[Items listed in a dataset]
______________________________

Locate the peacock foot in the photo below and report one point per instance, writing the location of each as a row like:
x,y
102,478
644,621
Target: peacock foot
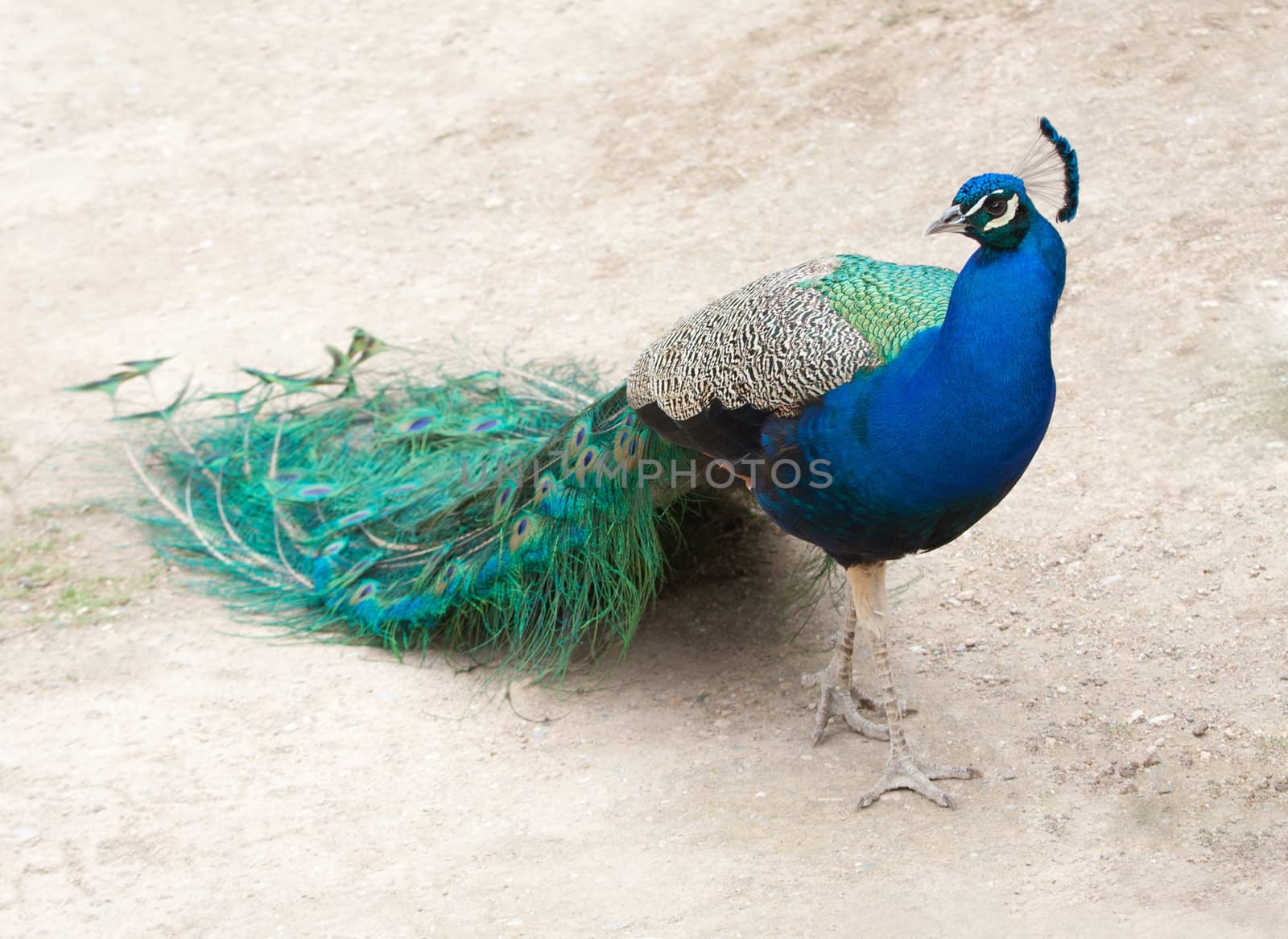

______________________________

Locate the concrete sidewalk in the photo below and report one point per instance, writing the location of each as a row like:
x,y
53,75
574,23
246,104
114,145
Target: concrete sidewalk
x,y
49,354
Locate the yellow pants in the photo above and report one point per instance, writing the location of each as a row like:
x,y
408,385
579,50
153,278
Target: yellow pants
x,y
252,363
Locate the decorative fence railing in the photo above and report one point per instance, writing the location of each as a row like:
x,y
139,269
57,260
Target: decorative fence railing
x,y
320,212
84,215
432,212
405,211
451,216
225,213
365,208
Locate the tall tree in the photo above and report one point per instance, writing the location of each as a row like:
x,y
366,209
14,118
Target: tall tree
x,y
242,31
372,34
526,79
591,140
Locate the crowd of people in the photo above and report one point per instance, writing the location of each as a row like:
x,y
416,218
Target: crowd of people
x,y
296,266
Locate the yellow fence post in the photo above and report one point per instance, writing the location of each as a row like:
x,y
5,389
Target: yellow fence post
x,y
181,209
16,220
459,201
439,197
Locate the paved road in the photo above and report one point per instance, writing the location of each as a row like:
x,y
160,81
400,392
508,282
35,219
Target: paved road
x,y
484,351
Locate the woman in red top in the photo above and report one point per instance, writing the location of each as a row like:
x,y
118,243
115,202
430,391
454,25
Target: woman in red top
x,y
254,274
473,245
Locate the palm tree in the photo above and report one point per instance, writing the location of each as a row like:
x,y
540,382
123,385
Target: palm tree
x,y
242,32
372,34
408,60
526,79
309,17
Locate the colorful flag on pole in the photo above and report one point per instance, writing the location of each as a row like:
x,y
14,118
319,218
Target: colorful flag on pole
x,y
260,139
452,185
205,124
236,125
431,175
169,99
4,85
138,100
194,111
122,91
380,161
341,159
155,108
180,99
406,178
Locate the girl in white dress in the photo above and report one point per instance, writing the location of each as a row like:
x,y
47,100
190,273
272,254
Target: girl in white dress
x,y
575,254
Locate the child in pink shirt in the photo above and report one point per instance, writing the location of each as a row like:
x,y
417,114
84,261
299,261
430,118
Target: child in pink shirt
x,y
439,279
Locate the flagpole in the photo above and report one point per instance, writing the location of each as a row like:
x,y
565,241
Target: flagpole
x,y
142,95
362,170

______________________________

Task to carry out
Identify every line above that contains the word "shirt", and copy each of those lines in full.

Result below
Locate the child in pink shirt in the photo above and report one point per instance, writing the location of each as a row like:
Target: child in pink shirt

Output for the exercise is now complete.